Problem: Search the records for the word "orange" and copy each line in which it appears.

[Text-to-region grounding data]

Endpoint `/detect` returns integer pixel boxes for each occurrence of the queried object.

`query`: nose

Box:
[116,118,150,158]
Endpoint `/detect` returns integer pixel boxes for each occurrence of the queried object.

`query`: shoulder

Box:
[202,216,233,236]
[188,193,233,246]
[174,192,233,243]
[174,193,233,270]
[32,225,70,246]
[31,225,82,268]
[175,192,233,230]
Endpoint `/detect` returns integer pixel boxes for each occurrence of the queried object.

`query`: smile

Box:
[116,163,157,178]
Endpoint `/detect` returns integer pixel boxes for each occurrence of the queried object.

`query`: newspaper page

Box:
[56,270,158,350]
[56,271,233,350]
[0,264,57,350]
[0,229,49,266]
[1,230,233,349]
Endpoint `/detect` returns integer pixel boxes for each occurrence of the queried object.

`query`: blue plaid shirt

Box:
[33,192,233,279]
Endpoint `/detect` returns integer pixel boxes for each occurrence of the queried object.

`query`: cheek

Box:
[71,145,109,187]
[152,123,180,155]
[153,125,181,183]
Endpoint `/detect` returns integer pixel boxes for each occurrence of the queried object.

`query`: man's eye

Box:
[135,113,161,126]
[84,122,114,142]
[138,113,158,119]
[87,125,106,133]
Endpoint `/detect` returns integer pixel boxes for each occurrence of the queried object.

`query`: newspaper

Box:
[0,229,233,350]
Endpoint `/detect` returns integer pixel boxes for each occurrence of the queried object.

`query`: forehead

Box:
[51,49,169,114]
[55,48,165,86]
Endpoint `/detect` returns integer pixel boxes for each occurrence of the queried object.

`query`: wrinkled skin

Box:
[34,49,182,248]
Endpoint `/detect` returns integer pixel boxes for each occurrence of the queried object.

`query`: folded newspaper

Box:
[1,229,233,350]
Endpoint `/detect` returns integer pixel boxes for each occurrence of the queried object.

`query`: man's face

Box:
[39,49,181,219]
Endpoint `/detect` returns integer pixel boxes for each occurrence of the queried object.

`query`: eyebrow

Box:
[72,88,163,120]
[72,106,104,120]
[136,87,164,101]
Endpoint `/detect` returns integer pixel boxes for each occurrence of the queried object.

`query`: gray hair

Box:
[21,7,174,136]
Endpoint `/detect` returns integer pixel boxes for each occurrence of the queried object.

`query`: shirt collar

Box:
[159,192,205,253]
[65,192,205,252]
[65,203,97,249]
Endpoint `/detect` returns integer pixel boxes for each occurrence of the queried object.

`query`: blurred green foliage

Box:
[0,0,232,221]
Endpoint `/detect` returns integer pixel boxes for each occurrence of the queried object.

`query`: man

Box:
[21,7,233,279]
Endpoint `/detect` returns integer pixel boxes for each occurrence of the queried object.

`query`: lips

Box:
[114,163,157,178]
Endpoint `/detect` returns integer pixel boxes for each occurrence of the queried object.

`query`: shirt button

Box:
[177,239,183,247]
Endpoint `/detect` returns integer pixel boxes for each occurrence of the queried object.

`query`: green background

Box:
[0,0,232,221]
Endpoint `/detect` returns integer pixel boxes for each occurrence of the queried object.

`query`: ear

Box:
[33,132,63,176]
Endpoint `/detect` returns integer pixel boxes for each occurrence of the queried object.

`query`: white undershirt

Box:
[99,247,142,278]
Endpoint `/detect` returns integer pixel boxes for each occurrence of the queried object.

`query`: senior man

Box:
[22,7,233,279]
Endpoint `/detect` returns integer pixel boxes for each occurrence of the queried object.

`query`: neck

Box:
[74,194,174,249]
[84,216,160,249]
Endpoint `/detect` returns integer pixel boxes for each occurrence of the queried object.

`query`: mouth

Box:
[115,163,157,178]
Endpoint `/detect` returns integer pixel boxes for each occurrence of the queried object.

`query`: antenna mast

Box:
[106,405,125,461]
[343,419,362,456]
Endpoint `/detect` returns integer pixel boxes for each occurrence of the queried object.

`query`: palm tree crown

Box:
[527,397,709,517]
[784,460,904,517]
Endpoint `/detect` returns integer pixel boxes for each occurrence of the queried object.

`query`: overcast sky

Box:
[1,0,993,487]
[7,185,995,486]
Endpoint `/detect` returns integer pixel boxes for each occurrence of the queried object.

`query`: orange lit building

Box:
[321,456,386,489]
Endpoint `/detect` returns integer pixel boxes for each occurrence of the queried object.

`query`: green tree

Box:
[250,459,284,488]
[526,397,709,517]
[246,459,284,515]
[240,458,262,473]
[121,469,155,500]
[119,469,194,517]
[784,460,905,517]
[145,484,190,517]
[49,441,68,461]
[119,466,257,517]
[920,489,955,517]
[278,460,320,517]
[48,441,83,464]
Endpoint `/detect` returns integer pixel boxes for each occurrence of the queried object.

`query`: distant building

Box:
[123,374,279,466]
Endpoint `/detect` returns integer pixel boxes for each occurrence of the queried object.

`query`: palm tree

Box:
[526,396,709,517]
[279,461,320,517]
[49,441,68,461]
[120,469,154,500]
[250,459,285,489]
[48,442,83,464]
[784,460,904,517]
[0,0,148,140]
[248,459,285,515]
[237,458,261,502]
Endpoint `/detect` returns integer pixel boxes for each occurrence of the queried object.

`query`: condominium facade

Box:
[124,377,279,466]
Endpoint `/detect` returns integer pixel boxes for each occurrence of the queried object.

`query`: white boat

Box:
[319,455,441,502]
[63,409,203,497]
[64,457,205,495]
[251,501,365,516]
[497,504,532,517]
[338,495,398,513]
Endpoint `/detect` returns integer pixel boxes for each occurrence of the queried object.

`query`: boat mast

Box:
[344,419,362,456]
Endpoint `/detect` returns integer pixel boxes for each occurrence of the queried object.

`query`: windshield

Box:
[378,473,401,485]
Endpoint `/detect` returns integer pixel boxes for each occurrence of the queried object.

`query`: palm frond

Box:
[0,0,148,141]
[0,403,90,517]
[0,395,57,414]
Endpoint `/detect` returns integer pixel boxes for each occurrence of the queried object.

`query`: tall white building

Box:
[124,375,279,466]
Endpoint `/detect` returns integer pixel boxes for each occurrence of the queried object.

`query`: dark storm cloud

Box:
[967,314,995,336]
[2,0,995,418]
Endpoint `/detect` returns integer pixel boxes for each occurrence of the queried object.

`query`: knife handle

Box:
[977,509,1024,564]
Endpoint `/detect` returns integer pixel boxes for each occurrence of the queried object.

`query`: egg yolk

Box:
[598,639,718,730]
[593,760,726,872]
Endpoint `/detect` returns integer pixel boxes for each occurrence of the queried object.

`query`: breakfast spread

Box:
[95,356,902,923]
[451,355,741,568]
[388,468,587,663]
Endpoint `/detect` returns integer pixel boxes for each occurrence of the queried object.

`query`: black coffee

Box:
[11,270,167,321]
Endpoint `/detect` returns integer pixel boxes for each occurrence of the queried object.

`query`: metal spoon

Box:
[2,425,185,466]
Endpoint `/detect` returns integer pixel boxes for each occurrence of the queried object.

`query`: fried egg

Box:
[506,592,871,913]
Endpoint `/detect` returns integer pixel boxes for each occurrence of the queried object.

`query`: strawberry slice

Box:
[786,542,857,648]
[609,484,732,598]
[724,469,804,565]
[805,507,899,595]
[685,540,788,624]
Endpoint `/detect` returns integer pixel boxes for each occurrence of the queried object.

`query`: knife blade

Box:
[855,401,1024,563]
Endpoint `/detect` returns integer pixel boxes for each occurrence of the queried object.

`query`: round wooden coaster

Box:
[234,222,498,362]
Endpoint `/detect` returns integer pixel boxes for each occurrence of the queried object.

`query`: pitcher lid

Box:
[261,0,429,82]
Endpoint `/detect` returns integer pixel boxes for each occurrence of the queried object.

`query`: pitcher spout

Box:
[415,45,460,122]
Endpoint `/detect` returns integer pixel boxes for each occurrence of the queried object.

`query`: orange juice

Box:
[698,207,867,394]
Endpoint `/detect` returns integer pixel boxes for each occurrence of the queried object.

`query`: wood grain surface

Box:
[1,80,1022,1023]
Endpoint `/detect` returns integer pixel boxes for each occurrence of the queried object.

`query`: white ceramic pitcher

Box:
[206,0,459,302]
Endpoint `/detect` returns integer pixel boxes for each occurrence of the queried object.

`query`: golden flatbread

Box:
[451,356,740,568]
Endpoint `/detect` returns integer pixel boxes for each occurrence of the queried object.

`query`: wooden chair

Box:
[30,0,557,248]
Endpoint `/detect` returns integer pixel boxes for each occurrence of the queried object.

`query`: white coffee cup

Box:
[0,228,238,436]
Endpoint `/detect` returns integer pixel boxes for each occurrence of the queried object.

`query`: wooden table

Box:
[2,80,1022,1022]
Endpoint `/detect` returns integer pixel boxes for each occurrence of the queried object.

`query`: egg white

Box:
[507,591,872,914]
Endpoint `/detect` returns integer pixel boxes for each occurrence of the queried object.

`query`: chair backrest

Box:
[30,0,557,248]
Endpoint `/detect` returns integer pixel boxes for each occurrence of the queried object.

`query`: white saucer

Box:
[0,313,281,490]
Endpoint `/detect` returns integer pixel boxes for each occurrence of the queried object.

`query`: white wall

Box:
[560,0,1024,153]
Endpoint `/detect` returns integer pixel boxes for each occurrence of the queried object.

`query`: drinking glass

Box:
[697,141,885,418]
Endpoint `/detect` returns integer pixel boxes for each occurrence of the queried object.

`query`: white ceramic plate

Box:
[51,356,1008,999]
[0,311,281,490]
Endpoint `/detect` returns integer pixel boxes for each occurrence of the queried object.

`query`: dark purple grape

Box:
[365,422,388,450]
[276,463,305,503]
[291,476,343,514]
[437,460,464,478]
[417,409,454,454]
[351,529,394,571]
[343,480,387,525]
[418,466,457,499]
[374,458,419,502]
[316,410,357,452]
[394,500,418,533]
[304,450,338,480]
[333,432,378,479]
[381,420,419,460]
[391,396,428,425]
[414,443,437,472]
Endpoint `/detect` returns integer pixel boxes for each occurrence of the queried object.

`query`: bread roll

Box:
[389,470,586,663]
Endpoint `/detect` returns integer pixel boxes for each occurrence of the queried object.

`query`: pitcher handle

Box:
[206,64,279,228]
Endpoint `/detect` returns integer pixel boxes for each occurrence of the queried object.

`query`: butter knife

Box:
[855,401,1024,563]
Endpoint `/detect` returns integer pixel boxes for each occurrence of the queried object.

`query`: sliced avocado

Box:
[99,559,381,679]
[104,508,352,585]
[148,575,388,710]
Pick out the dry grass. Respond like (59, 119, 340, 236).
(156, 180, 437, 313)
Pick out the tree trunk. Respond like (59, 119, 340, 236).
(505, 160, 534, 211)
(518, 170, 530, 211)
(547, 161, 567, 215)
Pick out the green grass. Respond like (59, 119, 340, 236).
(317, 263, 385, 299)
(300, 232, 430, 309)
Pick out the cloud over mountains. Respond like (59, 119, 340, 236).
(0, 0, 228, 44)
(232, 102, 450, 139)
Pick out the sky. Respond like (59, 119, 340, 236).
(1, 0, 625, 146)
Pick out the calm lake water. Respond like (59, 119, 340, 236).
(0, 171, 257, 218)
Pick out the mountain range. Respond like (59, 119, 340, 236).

Solution for this task:
`query`: orange lit building
`query`: orange juice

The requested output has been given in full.